§ 练习要求 1: 把清单从第一行起，到含有“[210,113,228,140]”的那一行为止（首尾两行都算在内）转写成JSON字符串列表，每行一个字符串，空行略去。答案中不要包含图片。

___ 节选原文

首页 > 技术文章 > 数据采集与融合技术第二次作业

holmze 2020-10-08 00:26 原文

这个作业属于哪个课程 数据采集与融合技术2020
这个作业要求在哪里 第二次作业
学号 031804103

第一题

要求

中国气象网给定城市集的7日天气预报,并保存在数据库。

思路

  • 解析网站源码与架构
  • 用BeautifulSoup解析出所需的信息
  • 将数据保存在数据库(SQLite)

code

from bs4 import BeautifulSoup
from bs4 import UnicodeDammit
import urllib.request
import sqlite3

class WeatherDB: ##database

    def openDB(self):
        self.con=sqlite3.connect("weathers.db")
        self.cursor=self.con.cursor()
        try:
            self.cursor.execute("create table weathers (wCity varchar(16),wDate varchar(16),wWeather varchar(64),wTemp varchar(32),constraint pk_weather primary key (wCity,wDate))")
        except:
            self.cursor.execute("delete from weathers")

    def closeDB(self):
        self.con.commit()
        self.con.close()

    def insert(self,city,date,weather,temp):
        try:
            self.cursor.execute("insert into weathers (wCity,wDate,wWeather,wTemp) values (?,?,?,?)" ,(city,date,weather,temp))
        except Exception as err:
            print(err)

    def show(self):
        self.cursor.execute("select * from weathers")
        rows=self.cursor.fetchall()
        print("%-16s%-16s%-32s%-16s" % ("city","date","weather","temp"))
        for row in rows:
            print("%-16s%-16s%-32s%-16s" % (row[0],row[1],row[2],row[3]))

______
___ 所给资料

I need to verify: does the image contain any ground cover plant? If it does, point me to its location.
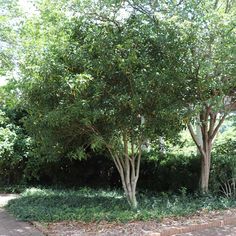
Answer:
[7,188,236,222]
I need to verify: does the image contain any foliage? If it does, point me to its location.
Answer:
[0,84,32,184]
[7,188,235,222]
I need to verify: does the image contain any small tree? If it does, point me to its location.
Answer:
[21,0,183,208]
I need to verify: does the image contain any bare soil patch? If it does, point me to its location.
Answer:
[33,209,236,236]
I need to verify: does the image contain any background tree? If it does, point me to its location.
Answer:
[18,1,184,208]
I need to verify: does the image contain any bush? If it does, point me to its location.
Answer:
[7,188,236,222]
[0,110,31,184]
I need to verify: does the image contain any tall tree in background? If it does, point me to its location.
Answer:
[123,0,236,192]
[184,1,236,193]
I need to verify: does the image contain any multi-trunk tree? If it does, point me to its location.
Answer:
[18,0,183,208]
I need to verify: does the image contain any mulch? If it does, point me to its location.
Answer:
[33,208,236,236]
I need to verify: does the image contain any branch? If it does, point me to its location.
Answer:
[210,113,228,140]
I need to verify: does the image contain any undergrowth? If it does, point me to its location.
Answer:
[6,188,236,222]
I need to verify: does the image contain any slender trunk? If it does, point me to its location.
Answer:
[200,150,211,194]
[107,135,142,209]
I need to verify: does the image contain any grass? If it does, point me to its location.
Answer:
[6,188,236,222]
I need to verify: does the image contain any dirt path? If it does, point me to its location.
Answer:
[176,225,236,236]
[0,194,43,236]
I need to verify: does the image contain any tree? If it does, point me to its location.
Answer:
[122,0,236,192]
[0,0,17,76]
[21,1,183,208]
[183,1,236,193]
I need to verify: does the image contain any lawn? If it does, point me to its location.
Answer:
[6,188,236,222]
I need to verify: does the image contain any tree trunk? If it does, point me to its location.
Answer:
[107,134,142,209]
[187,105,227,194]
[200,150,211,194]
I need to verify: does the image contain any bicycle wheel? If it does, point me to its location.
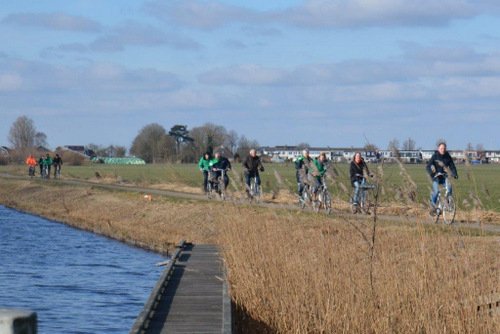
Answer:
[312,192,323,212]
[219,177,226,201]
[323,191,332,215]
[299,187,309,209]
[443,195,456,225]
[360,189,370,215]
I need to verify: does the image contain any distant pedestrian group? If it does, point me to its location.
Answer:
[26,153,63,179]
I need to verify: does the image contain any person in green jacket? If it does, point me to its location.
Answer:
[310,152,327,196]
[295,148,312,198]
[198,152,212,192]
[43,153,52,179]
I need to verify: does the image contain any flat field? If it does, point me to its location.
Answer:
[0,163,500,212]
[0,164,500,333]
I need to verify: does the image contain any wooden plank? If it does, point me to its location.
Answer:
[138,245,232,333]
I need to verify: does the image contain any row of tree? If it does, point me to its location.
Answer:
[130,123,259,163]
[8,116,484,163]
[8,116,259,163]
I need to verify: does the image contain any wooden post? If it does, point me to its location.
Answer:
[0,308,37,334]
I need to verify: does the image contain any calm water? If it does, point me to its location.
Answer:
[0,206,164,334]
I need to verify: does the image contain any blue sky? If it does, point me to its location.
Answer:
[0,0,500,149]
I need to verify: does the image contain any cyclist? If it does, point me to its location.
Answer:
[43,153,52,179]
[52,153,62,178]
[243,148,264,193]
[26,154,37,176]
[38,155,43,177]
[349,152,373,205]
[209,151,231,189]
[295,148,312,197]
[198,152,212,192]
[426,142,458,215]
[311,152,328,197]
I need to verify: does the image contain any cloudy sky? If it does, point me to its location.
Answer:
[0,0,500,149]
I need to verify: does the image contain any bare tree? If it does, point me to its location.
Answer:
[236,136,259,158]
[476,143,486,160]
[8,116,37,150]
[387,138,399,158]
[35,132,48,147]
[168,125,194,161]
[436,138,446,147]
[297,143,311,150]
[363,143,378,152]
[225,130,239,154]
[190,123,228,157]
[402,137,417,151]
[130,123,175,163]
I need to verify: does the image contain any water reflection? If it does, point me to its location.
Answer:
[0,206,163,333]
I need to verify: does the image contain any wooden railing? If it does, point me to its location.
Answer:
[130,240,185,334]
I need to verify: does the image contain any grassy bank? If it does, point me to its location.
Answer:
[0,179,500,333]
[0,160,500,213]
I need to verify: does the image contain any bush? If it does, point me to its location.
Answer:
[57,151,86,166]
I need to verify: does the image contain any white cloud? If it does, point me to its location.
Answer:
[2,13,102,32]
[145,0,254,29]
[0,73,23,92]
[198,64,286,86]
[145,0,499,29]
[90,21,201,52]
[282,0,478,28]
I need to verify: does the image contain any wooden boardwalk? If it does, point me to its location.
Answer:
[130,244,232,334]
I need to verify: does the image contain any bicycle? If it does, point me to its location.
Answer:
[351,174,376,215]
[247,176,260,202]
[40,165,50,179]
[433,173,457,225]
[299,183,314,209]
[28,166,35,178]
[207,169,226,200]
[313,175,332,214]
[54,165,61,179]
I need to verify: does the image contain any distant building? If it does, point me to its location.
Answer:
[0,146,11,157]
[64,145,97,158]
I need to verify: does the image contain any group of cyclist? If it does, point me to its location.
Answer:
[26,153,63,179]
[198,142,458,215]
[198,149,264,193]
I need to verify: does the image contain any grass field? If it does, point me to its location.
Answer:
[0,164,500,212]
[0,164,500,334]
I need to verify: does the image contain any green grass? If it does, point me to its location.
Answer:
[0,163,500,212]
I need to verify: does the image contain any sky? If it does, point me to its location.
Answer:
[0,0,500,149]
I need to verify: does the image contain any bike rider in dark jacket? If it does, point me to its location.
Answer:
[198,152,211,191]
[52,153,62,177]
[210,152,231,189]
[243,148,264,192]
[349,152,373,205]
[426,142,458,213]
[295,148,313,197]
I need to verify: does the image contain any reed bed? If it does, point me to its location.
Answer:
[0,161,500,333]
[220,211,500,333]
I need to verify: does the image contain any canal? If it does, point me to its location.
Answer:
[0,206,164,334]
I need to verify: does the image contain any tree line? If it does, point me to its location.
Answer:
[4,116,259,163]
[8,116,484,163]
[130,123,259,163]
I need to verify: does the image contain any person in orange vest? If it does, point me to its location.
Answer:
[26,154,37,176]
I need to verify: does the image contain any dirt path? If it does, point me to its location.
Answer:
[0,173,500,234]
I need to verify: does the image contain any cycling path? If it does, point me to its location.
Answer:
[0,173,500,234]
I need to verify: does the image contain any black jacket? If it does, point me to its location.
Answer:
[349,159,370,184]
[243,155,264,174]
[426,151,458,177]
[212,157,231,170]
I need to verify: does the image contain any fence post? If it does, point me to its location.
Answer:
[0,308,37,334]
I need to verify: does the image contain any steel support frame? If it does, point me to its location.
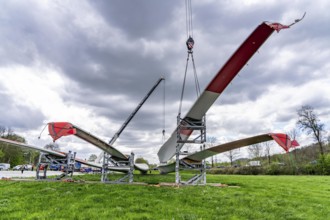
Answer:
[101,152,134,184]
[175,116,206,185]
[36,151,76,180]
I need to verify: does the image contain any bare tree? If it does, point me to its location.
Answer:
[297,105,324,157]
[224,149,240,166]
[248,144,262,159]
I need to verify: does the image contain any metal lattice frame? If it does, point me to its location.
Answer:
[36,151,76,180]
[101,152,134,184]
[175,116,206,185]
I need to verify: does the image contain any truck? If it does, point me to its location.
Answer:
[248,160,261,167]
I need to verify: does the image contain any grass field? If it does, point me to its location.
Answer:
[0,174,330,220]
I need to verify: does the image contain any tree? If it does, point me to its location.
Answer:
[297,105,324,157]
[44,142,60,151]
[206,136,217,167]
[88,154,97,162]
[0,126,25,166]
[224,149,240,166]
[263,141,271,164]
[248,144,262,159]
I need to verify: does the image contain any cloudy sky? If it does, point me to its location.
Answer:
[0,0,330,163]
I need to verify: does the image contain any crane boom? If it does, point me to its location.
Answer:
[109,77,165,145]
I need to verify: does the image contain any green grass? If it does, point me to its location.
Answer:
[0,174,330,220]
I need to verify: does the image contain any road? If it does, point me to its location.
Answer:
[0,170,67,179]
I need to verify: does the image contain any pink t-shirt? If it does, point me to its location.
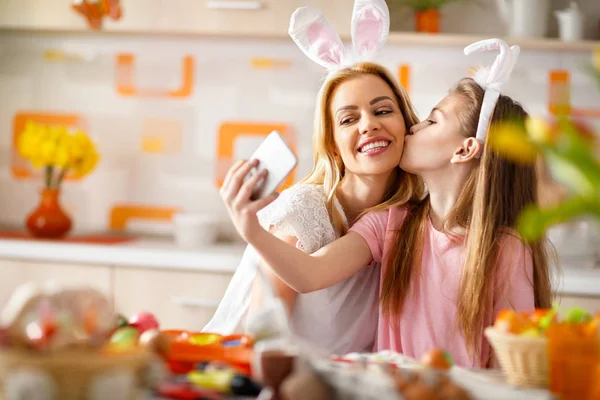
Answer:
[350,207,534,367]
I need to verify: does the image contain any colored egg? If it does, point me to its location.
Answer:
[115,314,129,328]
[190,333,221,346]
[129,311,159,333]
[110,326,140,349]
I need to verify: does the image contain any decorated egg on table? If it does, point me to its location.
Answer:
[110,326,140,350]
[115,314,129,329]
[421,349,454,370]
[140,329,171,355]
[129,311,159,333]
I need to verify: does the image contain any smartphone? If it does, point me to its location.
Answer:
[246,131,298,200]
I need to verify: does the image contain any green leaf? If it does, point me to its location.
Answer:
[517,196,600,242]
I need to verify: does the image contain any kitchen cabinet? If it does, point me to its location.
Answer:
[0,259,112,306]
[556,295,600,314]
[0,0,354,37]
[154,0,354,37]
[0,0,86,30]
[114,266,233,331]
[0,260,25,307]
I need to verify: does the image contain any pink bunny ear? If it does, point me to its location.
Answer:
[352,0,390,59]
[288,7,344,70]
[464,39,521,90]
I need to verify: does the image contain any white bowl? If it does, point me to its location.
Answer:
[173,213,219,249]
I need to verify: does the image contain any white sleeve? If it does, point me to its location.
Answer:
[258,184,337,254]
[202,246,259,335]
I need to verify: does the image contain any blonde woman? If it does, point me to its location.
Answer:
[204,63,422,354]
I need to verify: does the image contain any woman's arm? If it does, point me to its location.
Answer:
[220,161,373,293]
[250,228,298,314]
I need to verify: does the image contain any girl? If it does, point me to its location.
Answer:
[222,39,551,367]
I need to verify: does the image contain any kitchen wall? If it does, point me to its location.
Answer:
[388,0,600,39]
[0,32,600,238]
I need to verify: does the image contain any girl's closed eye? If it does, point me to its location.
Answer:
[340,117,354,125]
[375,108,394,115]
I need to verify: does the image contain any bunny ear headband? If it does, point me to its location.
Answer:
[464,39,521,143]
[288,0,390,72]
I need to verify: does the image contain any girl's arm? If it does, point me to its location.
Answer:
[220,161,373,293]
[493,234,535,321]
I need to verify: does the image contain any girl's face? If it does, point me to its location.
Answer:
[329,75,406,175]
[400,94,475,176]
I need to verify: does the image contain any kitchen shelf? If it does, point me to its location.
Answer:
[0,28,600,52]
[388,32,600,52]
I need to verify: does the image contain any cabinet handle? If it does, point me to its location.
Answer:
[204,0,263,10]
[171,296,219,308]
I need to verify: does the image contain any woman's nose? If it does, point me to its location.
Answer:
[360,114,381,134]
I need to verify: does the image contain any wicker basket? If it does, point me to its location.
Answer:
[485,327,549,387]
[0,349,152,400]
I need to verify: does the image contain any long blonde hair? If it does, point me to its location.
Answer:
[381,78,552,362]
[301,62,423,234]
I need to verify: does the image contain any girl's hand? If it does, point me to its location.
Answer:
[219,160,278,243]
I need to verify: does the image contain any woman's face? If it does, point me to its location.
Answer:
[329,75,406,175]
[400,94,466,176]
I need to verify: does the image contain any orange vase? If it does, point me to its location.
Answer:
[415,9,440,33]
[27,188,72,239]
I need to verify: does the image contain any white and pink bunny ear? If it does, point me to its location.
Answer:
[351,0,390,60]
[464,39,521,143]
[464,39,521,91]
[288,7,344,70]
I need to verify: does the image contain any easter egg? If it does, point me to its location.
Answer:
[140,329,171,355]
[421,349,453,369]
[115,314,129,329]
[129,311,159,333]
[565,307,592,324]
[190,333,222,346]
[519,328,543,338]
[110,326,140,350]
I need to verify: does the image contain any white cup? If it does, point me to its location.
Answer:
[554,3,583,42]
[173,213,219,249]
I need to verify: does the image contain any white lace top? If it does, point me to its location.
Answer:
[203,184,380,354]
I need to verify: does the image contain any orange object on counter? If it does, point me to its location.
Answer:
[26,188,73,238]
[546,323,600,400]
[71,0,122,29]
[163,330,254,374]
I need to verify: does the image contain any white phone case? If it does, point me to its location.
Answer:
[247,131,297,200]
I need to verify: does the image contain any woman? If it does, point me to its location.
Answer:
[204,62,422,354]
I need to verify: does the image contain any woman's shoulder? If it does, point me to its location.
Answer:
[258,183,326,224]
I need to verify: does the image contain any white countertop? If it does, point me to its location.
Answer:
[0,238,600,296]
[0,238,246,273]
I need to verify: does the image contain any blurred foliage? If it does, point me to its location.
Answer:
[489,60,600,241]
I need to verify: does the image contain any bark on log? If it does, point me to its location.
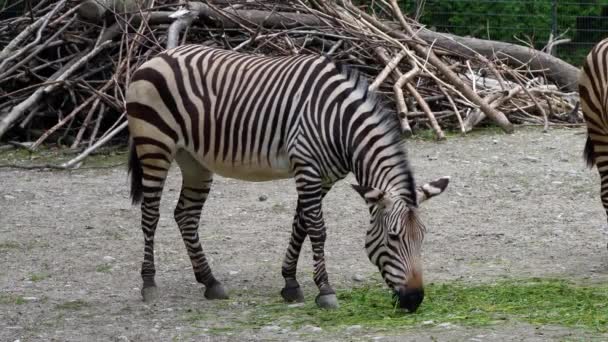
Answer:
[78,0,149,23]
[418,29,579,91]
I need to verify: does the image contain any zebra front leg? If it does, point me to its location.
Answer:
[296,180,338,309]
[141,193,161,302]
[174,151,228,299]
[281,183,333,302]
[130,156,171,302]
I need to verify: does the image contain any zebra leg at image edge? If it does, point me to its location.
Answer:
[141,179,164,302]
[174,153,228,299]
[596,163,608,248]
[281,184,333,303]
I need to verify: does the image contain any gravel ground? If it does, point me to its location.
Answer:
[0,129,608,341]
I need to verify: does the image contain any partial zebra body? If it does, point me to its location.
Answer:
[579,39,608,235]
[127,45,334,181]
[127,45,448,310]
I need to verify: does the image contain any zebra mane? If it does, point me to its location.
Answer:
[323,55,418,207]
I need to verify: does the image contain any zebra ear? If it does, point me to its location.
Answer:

______

§ 练习要求 2: 接着那篇关于数据采集与融合技术第二次作业的文章，从它停下的地方往下写。

§ 练习解答 1:
[
  "I need to verify: does the image contain any ground cover plant? If it does, point me to its location.",
  "Answer:",
  "[7,188,236,222]",
  "I need to verify: does the image contain any foliage? If it does, point me to its location.",
  "Answer:",
  "[0,84,32,184]",
  "[7,188,235,222]",
  "I need to verify: does the image contain any small tree? If it does, point me to its location.",
  "Answer:",
  "[21,0,183,208]",
  "I need to verify: does the image contain any bare soil patch? If it does, point me to its location.",
  "Answer:",
  "[33,209,236,236]",
  "I need to verify: does the image contain any background tree? If it does, point me to its location.",
  "Answer:",
  "[18,1,184,208]",
  "I need to verify: does the image contain any bush? If it does, point me to its location.",
  "Answer:",
  "[7,188,236,222]",
  "[0,110,31,184]",
  "I need to verify: does the image contain any tall tree in background? If it does, point me to its location.",
  "Answer:",
  "[123,0,236,192]",
  "[184,1,236,193]",
  "I need to verify: does the image contain any multi-trunk tree? If it does, point me to its location.",
  "Answer:",
  "[18,0,183,208]",
  "I need to verify: does the image contain any mulch? If it does, point me to its location.",
  "Answer:",
  "[33,208,236,236]",
  "I need to verify: does the image contain any branch? If it does, point me to its location.",
  "Answer:",
  "[210,113,228,140]"
]

§ 练习解答 2:
class WeatherForecast:
    def __init__(self):
        self.headers = {
            "User-Agent": "Mozilla/5.0 (Windows; U; Windows NT 6.0 x64; en-US; rv:1.9pre) Gecko/2008072421 Minefield/3.0.2pre"}
        self.cityCode={"北京":"101010100","上海":"101020100","广州":"101280101"} #城市编码

    def forecastCity(self,city):
        if city not in self.cityCode.keys():
            print(city+" code cannot be found")
            return
        url="http://www.weather.com.cn/weather/"+self.cityCode[city]+".shtml"
        try:
            req=urllib.request.Request(url,headers=self.headers)
            data=urllib.request.urlopen(req)
            data=data.read()
            dammit=UnicodeDammit(data,["utf-8","gbk"])
            data=dammit.unicode_markup
            soup=BeautifulSoup(data,"lxml")
            lis=soup.select("ul[class='t clearfix'] li")
            for li in lis:
                try:
                    date=li.select('h1')[0].text
                    weather=li.select('p[class="wea"]')[0].text
                    temp=li.select('p[class="tem"] span')[0].text+"/"+li.select('p[class="tem"] i')[0].text
                    print(city,date,weather,temp)
                    self.db.insert(city,date,weather,temp)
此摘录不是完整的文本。